TEXTAUSZUG:
***

# Beste Wireless-HDMI-Technik?



## Lounattix (28. Mai 2016)

Hallo Community,


 das Angebot an Wireless-HDMI-Lösungen ist leider doch sehr unübersichtlich und nur schwer zu analysieren ohne Selbsttest.


 Wichtige Aspekte sind:
*Kompatibilität* zu allen gängigen Endgeräten und Betriebssystemen 
sowie eine *Plug&Play Inbetriebnahme*.
Dabei soll im besten Falle ein Screen Mirroring möglich sein und nicht nur das Streaming von Videos.


 Kann mir bitte wer weiterhelfen? Tausend Dank im Voraus!


 Liebe Grüße 
L


----------



## Herbboy (28. Mai 2016)

Was genau hast du denn vor? Ich weiß nicht, ob vielleicht die Steam-Box "Steam Link" eine Lösung ist, die funktioniert per Netztwerk.

Und muss denn das Bild gleichzeitig auf dem Monitor am PC zu sehen UND an dem, wo das Bild hingesendet werden soll?


----------



## Lounattix (28. Mai 2016)

Hey Herbboy,
danke für die schnelle Antwort!

Genauer geht es um Folgendes: 
Die Beamer/Flatscreens in den Vorlesungsräumen meines Studiengangs sollen mit einer Wireless-HDMI-Technik ausgestattet werden, die den Dozenten ermöglicht, auf lästige Verkabelung zu verzichten. 
Da aber jeder Prof ein anderes Endgerät mit einem anderen Betriebssystem hat und dabei nur ein Bruchteil der Dozenten technische Affinität aufweisen, soll das genutzte System so einfach wie möglich genutzt werden können.
Vor allem Powerpoint und PDF sollen dabei an den Beamer übertragen werden. Allerdings geht der eine oder andere auch gerne mal auf Youtube etc. um irgendwas zu zeigen. Deshalb das erforderliche Screen Mirroring. Bild auf PC UND Projektionsfläche wären wünschenswert. 

Viele Grüße und schönes Wochenende
L


----------



## Herbboy (28. Mai 2016)

Also, normalerweise hat man in solchen Räumlichkeiten doch die Möglichkeit, relatitv einfach Kabel "versteckt" zu verlegen.  Dann würde es reichen, wenn man ein zB 20m-HDMI-Kabel am TV anschließt, zum Pult führt, wo der Dozent sein Endgerät hinstellt und wo dann das Ende des Kabels "rauskommt". Da muss er das nur an den HDMI des Endgerätes anschließen, das war's.

Aber selbst wenn man es kabellos machen will: auch da wird man halt den "Sender" am Pult platzieren, und da muss man dann eben dessen HDMI-Kabel in den HDMI-Anschluss des Endgerätes stecken. Also so oder so: EIN mal was anstecken muss man immer, aber auch nicht mehr als ein mal.

***

GEGEBENE DATENSÄTZE:

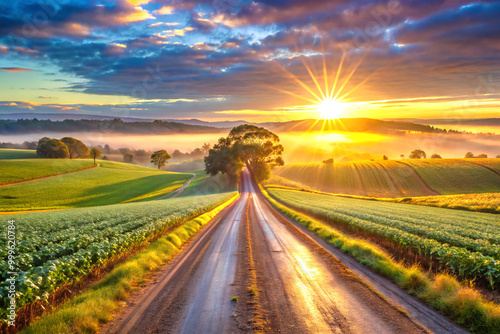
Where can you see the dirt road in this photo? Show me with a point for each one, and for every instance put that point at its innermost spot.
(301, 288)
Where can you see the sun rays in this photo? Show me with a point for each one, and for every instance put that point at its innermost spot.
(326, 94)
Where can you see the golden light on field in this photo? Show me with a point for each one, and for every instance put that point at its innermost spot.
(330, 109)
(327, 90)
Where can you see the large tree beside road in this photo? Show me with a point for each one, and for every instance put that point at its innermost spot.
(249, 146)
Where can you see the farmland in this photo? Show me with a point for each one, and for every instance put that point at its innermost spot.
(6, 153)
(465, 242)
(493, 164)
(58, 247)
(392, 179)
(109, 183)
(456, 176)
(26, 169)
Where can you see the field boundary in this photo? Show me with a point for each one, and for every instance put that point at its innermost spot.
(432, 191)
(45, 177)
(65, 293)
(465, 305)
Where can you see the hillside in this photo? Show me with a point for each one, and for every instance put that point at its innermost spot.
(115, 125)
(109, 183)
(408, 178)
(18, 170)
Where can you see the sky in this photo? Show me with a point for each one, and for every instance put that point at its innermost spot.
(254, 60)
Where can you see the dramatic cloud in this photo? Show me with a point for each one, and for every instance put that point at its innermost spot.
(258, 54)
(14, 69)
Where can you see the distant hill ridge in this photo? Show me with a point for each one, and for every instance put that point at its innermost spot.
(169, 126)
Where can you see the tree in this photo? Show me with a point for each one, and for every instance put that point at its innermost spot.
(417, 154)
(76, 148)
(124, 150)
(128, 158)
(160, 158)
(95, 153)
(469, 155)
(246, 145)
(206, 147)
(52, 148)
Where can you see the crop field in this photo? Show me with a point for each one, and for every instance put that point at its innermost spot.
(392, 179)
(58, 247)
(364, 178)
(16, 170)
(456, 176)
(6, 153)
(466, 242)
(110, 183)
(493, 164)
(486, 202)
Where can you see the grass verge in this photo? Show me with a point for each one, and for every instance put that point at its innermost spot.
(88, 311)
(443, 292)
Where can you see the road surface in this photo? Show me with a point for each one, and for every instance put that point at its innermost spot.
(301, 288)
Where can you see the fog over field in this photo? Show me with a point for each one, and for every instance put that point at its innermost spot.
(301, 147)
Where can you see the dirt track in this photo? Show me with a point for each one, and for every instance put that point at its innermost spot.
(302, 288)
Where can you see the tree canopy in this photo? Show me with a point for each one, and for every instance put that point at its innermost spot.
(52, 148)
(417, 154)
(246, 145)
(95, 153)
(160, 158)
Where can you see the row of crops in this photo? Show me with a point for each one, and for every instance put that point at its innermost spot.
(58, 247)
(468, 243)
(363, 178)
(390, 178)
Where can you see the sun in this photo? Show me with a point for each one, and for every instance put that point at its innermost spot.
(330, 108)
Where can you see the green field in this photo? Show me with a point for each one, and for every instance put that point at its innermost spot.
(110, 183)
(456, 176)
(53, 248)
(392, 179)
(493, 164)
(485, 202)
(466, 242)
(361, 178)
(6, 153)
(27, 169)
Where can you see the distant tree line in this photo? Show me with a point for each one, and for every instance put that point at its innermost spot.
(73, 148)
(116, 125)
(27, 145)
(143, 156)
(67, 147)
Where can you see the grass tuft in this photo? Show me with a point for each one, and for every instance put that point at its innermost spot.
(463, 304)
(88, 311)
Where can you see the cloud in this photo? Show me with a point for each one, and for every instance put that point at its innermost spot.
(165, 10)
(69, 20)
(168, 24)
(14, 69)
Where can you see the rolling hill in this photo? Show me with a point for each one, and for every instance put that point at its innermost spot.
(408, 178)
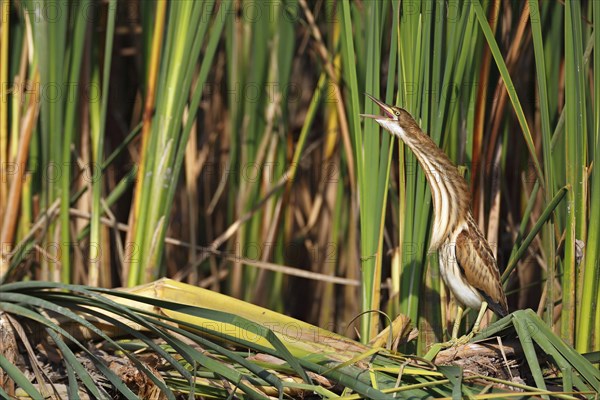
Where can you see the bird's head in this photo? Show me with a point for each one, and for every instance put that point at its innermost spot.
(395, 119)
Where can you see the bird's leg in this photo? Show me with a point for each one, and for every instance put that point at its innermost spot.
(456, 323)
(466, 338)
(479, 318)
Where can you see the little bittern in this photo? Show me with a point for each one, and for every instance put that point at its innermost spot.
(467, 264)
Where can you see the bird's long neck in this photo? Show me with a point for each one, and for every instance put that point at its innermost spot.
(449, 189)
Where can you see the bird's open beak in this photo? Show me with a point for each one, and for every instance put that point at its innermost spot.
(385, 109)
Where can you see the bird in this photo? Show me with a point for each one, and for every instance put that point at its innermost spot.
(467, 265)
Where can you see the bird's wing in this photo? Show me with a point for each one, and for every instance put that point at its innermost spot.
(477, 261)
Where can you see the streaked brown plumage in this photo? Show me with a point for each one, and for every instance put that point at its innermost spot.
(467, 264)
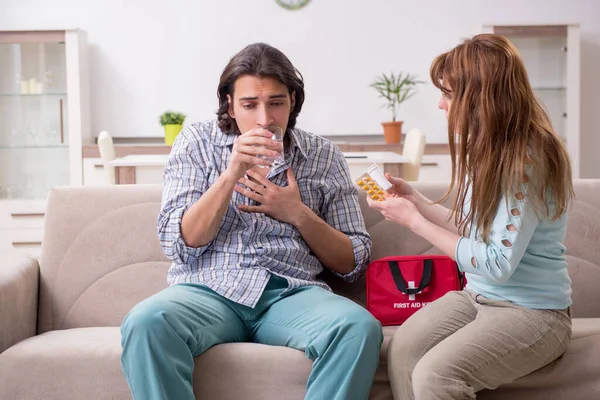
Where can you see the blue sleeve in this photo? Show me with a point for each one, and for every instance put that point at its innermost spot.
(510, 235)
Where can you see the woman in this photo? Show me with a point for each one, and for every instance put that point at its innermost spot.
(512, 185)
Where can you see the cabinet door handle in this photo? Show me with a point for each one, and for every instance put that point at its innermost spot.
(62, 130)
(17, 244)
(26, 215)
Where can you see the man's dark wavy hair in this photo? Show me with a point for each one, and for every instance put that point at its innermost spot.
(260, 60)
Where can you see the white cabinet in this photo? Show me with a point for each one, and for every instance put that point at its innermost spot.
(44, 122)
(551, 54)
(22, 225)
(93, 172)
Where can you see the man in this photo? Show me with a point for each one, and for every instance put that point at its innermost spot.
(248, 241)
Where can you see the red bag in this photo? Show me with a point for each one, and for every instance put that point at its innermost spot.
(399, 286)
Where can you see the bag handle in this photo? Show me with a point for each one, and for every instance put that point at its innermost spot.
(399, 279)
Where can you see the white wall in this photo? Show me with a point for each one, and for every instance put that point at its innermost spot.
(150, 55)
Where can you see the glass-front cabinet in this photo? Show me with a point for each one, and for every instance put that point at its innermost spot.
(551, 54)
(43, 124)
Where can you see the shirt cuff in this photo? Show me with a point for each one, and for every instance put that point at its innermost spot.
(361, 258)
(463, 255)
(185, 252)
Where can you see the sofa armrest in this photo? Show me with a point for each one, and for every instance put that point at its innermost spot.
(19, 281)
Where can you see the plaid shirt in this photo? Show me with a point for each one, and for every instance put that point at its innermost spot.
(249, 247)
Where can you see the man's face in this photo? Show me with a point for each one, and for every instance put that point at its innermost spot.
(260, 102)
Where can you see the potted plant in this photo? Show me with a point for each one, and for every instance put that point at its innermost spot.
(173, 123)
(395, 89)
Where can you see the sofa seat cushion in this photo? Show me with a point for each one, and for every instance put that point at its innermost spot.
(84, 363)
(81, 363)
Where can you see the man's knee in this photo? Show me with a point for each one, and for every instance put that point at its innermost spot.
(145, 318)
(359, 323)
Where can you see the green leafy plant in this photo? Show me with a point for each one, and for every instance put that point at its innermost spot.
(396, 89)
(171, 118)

***

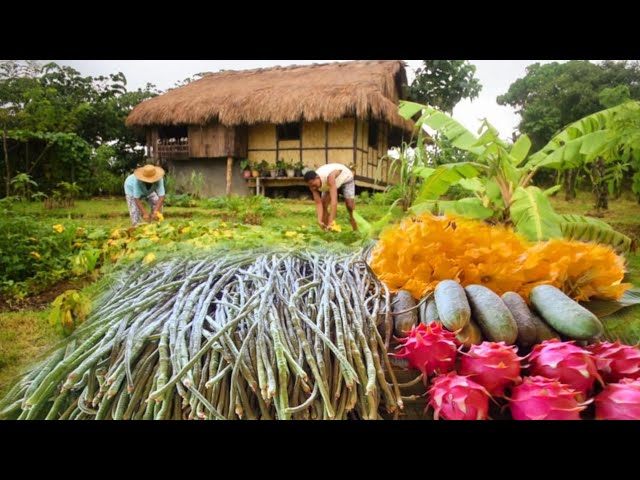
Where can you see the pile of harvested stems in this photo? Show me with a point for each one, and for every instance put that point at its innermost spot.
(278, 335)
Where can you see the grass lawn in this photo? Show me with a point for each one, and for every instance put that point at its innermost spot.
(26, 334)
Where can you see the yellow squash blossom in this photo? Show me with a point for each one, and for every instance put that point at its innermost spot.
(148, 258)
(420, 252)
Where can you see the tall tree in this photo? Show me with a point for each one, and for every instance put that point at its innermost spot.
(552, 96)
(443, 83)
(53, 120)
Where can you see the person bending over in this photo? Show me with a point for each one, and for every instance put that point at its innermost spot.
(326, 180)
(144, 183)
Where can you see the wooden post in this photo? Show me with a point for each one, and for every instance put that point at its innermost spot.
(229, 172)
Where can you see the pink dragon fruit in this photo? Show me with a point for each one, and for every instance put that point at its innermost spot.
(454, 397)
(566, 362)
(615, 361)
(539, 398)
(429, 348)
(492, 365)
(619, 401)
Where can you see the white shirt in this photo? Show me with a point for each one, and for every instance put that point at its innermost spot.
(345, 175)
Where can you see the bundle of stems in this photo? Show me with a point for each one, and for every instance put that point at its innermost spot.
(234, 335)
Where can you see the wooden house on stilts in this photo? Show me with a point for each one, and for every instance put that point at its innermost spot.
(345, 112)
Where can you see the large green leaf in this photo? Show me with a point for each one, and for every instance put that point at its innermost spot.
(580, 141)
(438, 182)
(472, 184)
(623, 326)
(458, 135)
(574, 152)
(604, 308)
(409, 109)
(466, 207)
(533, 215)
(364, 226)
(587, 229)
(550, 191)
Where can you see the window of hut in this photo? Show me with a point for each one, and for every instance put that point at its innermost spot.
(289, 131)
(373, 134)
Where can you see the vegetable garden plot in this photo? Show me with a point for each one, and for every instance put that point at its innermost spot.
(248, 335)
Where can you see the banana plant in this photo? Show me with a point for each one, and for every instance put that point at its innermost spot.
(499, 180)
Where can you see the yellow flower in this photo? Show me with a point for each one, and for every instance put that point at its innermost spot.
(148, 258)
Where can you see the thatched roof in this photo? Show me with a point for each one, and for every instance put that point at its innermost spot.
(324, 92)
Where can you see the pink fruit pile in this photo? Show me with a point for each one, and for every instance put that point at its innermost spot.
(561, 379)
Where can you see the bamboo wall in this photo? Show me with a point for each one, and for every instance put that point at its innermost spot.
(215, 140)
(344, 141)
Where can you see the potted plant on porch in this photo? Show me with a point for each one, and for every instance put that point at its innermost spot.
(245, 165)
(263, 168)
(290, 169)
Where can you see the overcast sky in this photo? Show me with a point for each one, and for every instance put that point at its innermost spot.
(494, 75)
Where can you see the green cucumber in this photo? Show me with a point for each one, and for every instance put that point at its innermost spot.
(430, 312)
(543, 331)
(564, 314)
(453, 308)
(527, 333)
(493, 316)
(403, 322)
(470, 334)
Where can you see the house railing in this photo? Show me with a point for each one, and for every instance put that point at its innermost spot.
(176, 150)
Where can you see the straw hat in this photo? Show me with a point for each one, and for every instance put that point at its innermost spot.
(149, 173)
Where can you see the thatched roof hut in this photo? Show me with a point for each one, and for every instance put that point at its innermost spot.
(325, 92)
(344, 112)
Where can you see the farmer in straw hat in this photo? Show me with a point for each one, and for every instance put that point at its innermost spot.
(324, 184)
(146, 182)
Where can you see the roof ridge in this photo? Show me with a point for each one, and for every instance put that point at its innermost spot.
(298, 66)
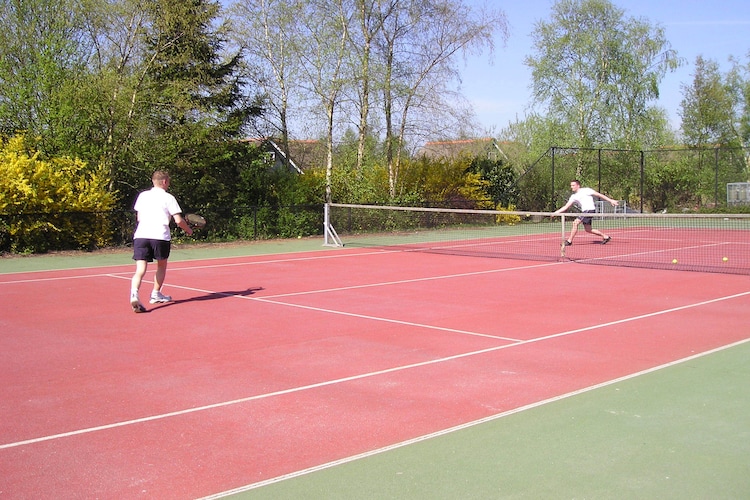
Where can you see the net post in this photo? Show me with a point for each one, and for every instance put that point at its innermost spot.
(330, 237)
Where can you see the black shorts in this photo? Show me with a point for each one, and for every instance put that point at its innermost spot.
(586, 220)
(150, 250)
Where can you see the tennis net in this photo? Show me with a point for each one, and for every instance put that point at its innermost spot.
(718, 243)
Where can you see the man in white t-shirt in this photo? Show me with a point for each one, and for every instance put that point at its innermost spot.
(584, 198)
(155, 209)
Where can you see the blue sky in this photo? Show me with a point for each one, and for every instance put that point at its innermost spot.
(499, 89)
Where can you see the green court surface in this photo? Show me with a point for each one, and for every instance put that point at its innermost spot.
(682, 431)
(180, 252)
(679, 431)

***

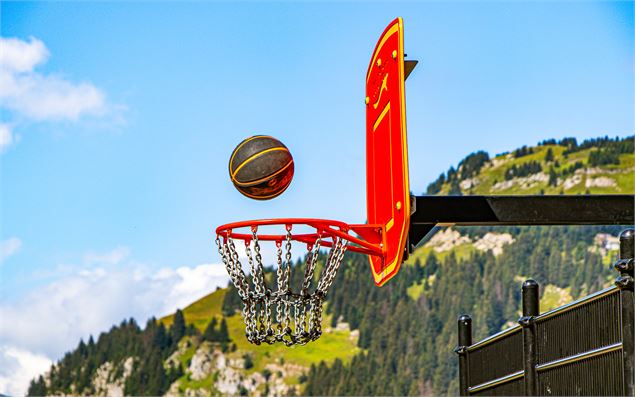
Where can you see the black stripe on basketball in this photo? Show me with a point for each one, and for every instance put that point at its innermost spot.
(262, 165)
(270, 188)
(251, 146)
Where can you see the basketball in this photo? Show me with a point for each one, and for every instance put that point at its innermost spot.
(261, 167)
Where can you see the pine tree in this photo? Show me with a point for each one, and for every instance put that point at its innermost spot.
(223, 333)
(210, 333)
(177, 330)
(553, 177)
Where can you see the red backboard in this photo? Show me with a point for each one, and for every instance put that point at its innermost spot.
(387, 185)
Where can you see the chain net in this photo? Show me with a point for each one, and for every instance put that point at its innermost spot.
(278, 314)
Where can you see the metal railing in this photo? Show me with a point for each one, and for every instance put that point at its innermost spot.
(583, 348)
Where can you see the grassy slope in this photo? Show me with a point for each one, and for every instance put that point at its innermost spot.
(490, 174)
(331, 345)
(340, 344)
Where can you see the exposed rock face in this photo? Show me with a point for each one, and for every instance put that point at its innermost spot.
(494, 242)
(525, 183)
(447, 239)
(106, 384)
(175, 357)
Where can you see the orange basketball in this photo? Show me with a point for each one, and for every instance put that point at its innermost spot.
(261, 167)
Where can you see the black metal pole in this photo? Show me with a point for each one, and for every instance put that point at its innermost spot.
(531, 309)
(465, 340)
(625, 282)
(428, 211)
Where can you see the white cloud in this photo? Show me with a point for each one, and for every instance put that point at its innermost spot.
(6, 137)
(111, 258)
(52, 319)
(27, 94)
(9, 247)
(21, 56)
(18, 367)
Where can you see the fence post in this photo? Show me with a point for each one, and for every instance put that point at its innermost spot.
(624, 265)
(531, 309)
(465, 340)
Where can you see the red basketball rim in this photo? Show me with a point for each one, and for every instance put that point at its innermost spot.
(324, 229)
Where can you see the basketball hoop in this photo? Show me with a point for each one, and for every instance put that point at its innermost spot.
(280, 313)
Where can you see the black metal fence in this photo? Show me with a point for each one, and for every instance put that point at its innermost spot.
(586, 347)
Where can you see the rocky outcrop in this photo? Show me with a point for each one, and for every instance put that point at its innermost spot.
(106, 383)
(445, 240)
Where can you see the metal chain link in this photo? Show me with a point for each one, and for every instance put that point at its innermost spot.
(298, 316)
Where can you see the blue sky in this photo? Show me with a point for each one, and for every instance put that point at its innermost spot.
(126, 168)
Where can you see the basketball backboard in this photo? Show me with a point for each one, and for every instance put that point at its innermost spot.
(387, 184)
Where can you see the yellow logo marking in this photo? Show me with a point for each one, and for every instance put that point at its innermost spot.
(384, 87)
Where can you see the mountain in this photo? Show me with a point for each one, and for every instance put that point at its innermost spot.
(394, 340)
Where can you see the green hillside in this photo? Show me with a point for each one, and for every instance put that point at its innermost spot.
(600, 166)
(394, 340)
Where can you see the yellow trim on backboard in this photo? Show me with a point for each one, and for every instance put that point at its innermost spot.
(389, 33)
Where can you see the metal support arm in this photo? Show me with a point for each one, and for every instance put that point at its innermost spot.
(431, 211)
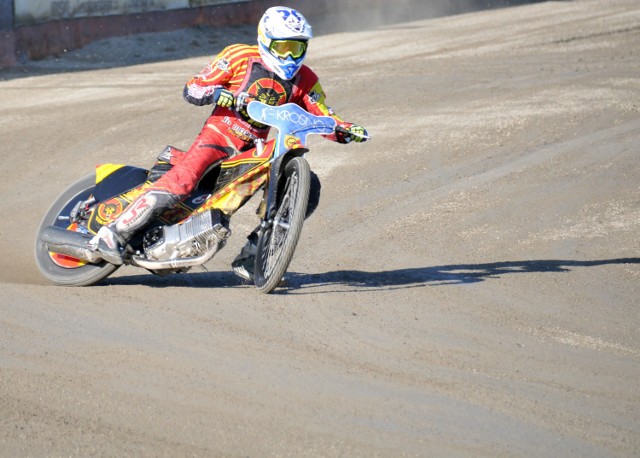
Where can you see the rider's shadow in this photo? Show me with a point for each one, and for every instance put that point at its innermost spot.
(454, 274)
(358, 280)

***

AUFGABEN:
a. Schreibe den Forumsthread zu Wireless-HDMI von „das Angebot an“ bis einschließlich „Dank im Voraus!“ neu und setze dabei „Geräten“ an die Stelle von „Endgeräten“.
b. Führe den Forumsthread zu Wireless-HDMI nach seinem letzten Satz weiter.

ANTWORTEN DER REIHE NACH:
a.
das Angebot an Wireless-HDMI-Lösungen ist leider doch sehr unübersichtlich und nur schwer zu analysieren ohne Selbsttest.


 Wichtige Aspekte sind:
*Kompatibilität* zu allen gängigen Geräten und Betriebssystemen 
sowie eine *Plug&Play Inbetriebnahme*.
Dabei soll im besten Falle ein Screen Mirroring möglich sein und nicht nur das Streaming von Videos.


 Kann mir bitte wer weiterhelfen? Tausend Dank im Voraus!

b.
----------



## Bonkic (29. Mai 2016)

der chromecast (2) sollte das eigentlich alles können.


----------



## Lounattix (9. Juni 2016)

Vielen Dank für die Antworten!

Ich habe nun verschiedene Devices angeschafft und teste mal, welches sich als Bestes  herausstellt. Wenn es euch interessiert, kann ich meine Ergebnisse ja  mal durchsickern lassen.


----------



## McDrake (9. Juni 2016)

Lounattix schrieb:


> Vielen Dank für die Antworten!
> 
> Ich habe nun verschiedene Devices  mit Hochschulgeldern angeschafft und teste mal, welches sich als Bestes  herausstellt. Wenn es euch interessiert, kann ich meine Ergebnisse ja  mal durchsickern lassen.



Aber unbedingt!


----------



## DarkKnight1993 (9. Juni 2016)

Kannst du noch sagen, welche du dir genau angeschafft hast?


----------



## Lounattix (9. Juni 2016)

Es sind mittlerweile 16 versch. Devices aus dem Niedrigpreissegment bis in die obere Mittelklasse. 
Davon haben sich jetzt schon mehr Devices als befürchtet als nicht so "Allround-tauglich" herauskristallisiert (d.h. kompatibel mit Laptops, Tablets und Smartphones mit unterschiedlichen Betriebssystemen + gleichzeitig kinderleichte Inbetriebnahme für die nicht-so-technik-affinen Dozenten). Denke es lohnt sich nicht diese Krücken hier aufzulisten.
Ich werde die hoffentlich befriedigende Endlösung präsentieren.

Was ich zum Chromecast 2 sagen kann: Er gehört mit zu den Devices im Test.
Allerdings ist das Hochschulnetzwerk komplizierter gesichert als ein gewöhnliches Heimnetz, weshalb mich die Einbindung des Chromecasts jetzt noch zu einem Dauerdialog mit dem ansässigen IT-Center zwingt. 
Wird sich noch ein bisschen ziehen..


----------



## Rutzki (14. Juni 2016)

Hey 

hab mich auch schon ein wenig mit der Thematik auseinander setzen müssen.
Bin auch schon gespannt auf deine Ergebnisse 

Mein Fazit vor einem halben Jahr war: "Lieber noch beim Kabel bleiben, bis die Technik ausgereifter wird".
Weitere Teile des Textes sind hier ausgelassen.